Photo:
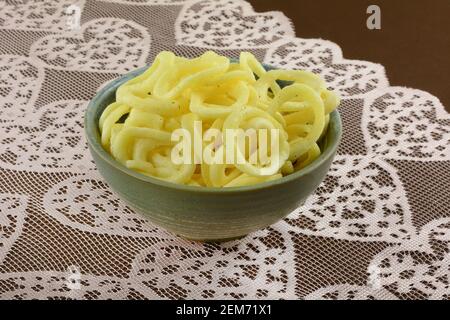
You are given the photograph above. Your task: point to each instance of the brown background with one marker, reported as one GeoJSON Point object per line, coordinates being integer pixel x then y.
{"type": "Point", "coordinates": [413, 43]}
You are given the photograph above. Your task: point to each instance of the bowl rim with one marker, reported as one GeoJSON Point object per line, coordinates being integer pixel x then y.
{"type": "Point", "coordinates": [93, 138]}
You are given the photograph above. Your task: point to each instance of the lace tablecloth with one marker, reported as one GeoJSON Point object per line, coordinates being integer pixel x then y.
{"type": "Point", "coordinates": [377, 227]}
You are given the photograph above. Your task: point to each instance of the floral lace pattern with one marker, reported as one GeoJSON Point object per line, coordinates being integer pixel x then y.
{"type": "Point", "coordinates": [362, 235]}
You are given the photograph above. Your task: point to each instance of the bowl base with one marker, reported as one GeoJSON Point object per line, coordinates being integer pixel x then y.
{"type": "Point", "coordinates": [212, 240]}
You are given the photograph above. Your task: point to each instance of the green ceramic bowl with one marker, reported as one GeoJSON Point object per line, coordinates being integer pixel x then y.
{"type": "Point", "coordinates": [206, 214]}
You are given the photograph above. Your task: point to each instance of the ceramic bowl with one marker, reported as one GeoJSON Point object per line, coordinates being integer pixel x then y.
{"type": "Point", "coordinates": [206, 214]}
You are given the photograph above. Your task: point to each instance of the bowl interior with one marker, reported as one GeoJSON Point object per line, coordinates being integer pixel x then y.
{"type": "Point", "coordinates": [328, 144]}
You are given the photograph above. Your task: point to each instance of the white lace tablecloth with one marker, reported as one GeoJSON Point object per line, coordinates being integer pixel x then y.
{"type": "Point", "coordinates": [377, 227]}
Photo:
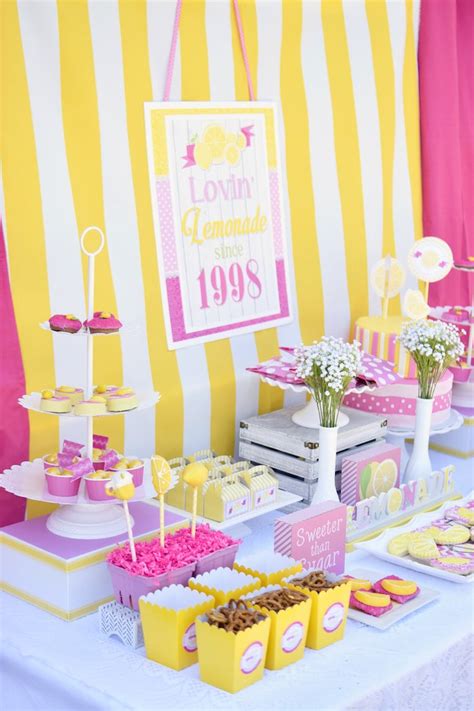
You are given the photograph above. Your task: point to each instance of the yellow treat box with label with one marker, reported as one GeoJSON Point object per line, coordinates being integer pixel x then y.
◆ ◆ ◆ ◆
* **WHAT THE EXERCISE ASKS**: Go through the entries above and write them out again exactly, images left behind.

* **RESPONSE BOX**:
Photo:
You are given the photograph above. Your task: point to each instance of the brown background with one marker, reported as one GeoJSON Point object per line, coordinates being integer pixel x then y.
{"type": "Point", "coordinates": [413, 43]}
You are given the photograph above. Your task: point to each instance of the bowl rim with one marker, reported as one GeoJSON Point object per line, coordinates being integer pixel x then y.
{"type": "Point", "coordinates": [93, 138]}
You are given the photograph above. Your task: point to each instance of the lace tablecloth with one marker, reported as one GeoJSON Point object per line, coordinates being integer pixel x then y.
{"type": "Point", "coordinates": [377, 227]}
You are given the photograph above. Your task: point to each instance of the floral lace pattern with one marker, reported as one GeoJSON Point object per line, coordinates being integer pixel x then y.
{"type": "Point", "coordinates": [362, 235]}
You are given the photograph above. Your task: point to each instance of the bowl base with one marker, reported as one GeoJSON Point object per line, coordinates being integer pixel x then y.
{"type": "Point", "coordinates": [212, 240]}
You are given the photograph above. Your task: point to each instance of the green ceramic bowl with one marker, reported as one GeoJSON Point object per line, coordinates being integer pixel x then y.
{"type": "Point", "coordinates": [206, 214]}
You are given the photograph above. Your task: point to each instance of the ceramic bowl with one marker, reported as one GeoJSON Point object per line, coordinates being integer pixel x then y.
{"type": "Point", "coordinates": [206, 214]}
You are given the photograph above. Your task: point to each instance of the bowl interior with one marker, reported as one GeoJSON Point object per line, coordinates being integer pixel x then y.
{"type": "Point", "coordinates": [328, 144]}
You are given the photograph above. Your task: point to each instance of the white lace tablecloth with one marker, reported as one GeoJSON Point object per line, coordinates being integer pixel x then y.
{"type": "Point", "coordinates": [377, 227]}
Photo:
You are given the photograph above. Your task: point to each instance of the yellow treat box with label with one marker, reported as one GeoJSON Point object per line, coordinates being integer pixel x then y.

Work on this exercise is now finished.